§ **Document passage**:
►

Future classic: Toyota GR86

| 6 Mar 2023
Classic & Sports Car – Future classic: Toyota GR86

Airborne over the ‘ski-jump’ on Millbrook’s Hill Route, the original GT86 flew through Autocar’s 2012 road test with five stars and made for one of the few posters I ever put on the wall.

The ‘86’ in the name was a nod to the AE86 Corolla that, during its 1984-’87 production run, became an everyday symbol of Toyota and later a cult icon drifting through the pages of the manga series Initial D.

Whatever the influence of the ‘Panda Trueno’ to the GT86’s developers, the 2012 car created a modern-classic legend.

Classic & Sports Car – Future classic: Toyota GR86

Classic & Sports Car – Future classic: Toyota GR86
Classic & Sports Car – Future classic: Toyota GR86

Aesthetically, the Toyota GR86 offers a refreshing upgrade to the 2012 GT86’s simple shape

In a world of increasing performance and ever-tightening regulations, it shone as a beacon of hope for the purist who yearned to read not about horsepower and 0-60 times but about response, feel and balance.

Ten years – and around 7500 UK sales – after the GT’s release, a new GR86 slides into a world even more contrary to its spirit and promises to address the two major problem areas of the old one: interior build quality and torque.

Some sense of the cheap-and-cheerful remains, but it now more optimistically recalls the plastic-dominated but control-laden interiors of the Japanese super-sports cars of yesteryear.

Classic & Sports Car – Future classic: Toyota GR86

The Subaru flat-four under the bonnet is now up to 2.4 litres, from 2 litres in the GT86

Digital dials range around a central tacho/speedometer with horizontal readouts for battery voltage, water and oil temperatures.

Echoes of legends past resonate throughout, and the red-illuminated climate controls above ‘aluminium’ toggle switches bring the Nissan GTR to mind. But this is mere dressing, of course.

The seats are by far the most expensive part of the interior – as in many enthusiasts’ own builds – and the driving position is superb.

Classic & Sports Car – Future classic: Toyota GR86

Classic & Sports Car – Future classic: Toyota GR86
Classic & Sports Car – Future classic: Toyota GR86

Clockwise from top: interior build quality has improved; the Toyota GR86 is part of a dying breed of sports cars still available with a manual transmission; digital dials are crisp

The Subaru flat-four, now up to 2.4 litres, leaps the Toyota forward from as low as 3000rpm. It doesn’t warble or roar with the attitude of an Impreza, but it is free-spinning and fantastically responsive.

◄

§ **Provided information**:
►

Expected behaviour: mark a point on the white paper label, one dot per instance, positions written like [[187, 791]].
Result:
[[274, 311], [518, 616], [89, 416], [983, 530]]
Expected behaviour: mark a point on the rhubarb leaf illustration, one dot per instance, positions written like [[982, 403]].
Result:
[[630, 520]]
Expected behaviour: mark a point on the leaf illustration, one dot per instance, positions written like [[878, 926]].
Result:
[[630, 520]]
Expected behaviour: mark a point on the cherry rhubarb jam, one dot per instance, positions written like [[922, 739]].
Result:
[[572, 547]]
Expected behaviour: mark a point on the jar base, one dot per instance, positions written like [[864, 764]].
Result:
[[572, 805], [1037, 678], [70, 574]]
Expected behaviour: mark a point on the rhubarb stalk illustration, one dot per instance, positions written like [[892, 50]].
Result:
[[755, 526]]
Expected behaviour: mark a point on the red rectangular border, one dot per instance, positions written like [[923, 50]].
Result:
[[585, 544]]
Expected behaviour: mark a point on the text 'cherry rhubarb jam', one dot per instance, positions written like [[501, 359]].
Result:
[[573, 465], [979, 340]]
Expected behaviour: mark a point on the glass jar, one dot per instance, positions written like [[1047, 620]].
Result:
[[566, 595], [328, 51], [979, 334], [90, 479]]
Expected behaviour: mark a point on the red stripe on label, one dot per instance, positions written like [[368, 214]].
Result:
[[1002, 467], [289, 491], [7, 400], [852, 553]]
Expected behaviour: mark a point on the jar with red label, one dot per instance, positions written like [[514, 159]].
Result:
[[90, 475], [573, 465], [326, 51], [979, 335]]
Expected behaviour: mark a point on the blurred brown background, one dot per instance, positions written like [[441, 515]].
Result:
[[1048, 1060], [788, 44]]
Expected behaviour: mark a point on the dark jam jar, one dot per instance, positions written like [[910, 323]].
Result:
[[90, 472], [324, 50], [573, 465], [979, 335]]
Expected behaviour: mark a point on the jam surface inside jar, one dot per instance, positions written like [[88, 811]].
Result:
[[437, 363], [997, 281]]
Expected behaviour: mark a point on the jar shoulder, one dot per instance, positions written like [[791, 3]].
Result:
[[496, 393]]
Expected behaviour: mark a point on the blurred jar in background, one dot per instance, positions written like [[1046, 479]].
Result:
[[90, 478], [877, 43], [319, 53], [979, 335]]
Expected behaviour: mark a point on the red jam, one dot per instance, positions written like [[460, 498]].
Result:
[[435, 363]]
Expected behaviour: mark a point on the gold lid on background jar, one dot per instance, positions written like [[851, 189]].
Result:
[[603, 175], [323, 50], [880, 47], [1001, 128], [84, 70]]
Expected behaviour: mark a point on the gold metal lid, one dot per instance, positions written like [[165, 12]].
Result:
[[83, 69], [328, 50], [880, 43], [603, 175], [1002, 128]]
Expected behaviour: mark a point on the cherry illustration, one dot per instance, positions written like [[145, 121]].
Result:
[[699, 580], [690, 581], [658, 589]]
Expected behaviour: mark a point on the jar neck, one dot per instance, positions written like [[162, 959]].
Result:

◄

§ **What to work on**:
1. From the Toyota GR86 article, name each reading the digital dials show on their horizontal displays.
2. Count the lines in the listing that contain the word "illustration", matching case exactly, and reply with only that number.

§ **Problem solutions**:
1.
- Battery voltage
- Water temperature
- Oil temperature

2. 4